** Extracted information follows **

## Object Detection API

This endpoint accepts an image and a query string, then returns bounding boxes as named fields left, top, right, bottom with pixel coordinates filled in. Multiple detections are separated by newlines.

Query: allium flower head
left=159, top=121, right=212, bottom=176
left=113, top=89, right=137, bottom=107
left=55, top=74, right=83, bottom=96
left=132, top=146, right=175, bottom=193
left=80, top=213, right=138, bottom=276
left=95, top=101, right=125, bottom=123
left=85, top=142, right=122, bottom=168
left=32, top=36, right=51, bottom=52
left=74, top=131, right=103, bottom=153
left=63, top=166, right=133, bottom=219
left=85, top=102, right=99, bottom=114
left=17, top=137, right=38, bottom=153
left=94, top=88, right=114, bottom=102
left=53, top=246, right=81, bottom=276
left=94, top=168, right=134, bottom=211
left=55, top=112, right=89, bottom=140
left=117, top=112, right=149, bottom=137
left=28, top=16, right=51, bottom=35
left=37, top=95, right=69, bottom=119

** End of Extracted information **

== Task prompt ==
Your answer must consist only of the lines from the one containing "This endpoint accepts" through the last line of the data above, both included, exactly as written.

== Response area ==
This endpoint accepts an image and a query string, then returns bounding boxes as named fields left, top, right, bottom with pixel coordinates filled in. Multiple detections are separated by newlines.

Query: allium flower head
left=159, top=121, right=212, bottom=176
left=113, top=89, right=137, bottom=107
left=55, top=74, right=83, bottom=96
left=132, top=146, right=175, bottom=193
left=80, top=213, right=138, bottom=276
left=95, top=101, right=125, bottom=123
left=85, top=142, right=122, bottom=168
left=32, top=36, right=51, bottom=52
left=74, top=131, right=103, bottom=153
left=63, top=166, right=133, bottom=219
left=85, top=102, right=99, bottom=114
left=17, top=137, right=38, bottom=153
left=94, top=88, right=114, bottom=102
left=53, top=246, right=81, bottom=276
left=94, top=168, right=134, bottom=211
left=55, top=112, right=89, bottom=140
left=117, top=112, right=149, bottom=137
left=28, top=16, right=51, bottom=35
left=37, top=95, right=69, bottom=119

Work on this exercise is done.